| WHAT TO DO |
#1 According to the Jennifer Stewart profile, how many years did she work as a project manager in the profit sector?
#2 In the Jennifer Stewart profile, copy word for word the passage from "Meet Jennifer Stewart, the" up to and including "to nutritious food.".
#3 Translate this sentence from the Jennifer Stewart profile into Spanish: "Jennifer grew up in a small town in Western New York."
EXERCISE TEXT below:
Meet Jennifer Stewart, the Senior Manager of Supply Chain for the North Texas Food Bank, a non-profit organization, that aims at closing the hunger gap in North Texas by providing access to nutritious food.
Jennifer grew up in a small town in Western New York. Before beginning her journey as a hunger fighter with the North Texas Foodbank, she had spent 20 years as a project manager working in the profit sector while raising 3 amazing children. During that time, she used to spend as much time as she could to volunteer for her children’s schools and club sports teams. She says, “Always signing up to be responsible for hospitality positions, feeding people has been a focus for much of my life”.
End of EXERCISE TEXT.
DATA RECORDS below:
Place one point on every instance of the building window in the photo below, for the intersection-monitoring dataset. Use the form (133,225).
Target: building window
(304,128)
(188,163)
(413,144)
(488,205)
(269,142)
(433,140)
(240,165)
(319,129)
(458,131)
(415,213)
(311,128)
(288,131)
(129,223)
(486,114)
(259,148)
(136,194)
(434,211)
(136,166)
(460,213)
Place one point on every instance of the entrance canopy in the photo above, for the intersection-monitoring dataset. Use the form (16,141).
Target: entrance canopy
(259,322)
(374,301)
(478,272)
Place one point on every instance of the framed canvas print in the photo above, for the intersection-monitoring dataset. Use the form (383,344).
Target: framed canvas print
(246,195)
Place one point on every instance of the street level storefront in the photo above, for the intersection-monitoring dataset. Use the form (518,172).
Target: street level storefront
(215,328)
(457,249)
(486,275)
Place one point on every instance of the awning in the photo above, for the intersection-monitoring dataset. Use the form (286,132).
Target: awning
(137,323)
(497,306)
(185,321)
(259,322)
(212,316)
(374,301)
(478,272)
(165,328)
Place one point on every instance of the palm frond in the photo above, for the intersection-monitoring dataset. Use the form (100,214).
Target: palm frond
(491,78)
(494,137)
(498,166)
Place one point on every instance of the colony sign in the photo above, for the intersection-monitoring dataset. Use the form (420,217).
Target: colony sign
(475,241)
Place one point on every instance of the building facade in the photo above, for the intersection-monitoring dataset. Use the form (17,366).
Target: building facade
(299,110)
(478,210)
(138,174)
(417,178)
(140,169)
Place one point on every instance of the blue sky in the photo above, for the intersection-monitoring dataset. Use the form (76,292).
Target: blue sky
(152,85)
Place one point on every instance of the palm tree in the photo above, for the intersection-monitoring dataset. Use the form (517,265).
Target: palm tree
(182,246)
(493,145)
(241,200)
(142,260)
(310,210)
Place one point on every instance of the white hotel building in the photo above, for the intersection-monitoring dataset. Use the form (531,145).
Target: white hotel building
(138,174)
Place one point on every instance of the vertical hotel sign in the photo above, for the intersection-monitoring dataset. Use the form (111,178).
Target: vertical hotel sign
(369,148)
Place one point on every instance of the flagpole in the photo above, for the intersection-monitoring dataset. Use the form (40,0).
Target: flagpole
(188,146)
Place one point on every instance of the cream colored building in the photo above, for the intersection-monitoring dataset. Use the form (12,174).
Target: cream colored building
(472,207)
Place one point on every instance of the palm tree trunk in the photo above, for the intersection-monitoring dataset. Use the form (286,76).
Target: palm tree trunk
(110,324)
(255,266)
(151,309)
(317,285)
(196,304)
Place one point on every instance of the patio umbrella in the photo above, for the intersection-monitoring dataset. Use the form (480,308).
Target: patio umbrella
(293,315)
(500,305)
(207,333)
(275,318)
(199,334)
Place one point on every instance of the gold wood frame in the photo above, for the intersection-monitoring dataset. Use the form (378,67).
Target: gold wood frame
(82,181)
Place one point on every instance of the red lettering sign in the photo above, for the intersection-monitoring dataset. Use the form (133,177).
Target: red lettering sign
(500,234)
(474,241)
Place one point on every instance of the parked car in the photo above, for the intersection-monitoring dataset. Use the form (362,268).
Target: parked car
End of DATA RECORDS.
| PER-TASK ANSWERS |
#1 20 years.

#2
Meet Jennifer Stewart, the Senior Manager of Supply Chain for the North Texas Food Bank, a non-profit organization, that aims at closing the hunger gap in North Texas by providing access to nutritious food.

#3 Jennifer creció en un pequeño pueblo del oeste de Nueva York.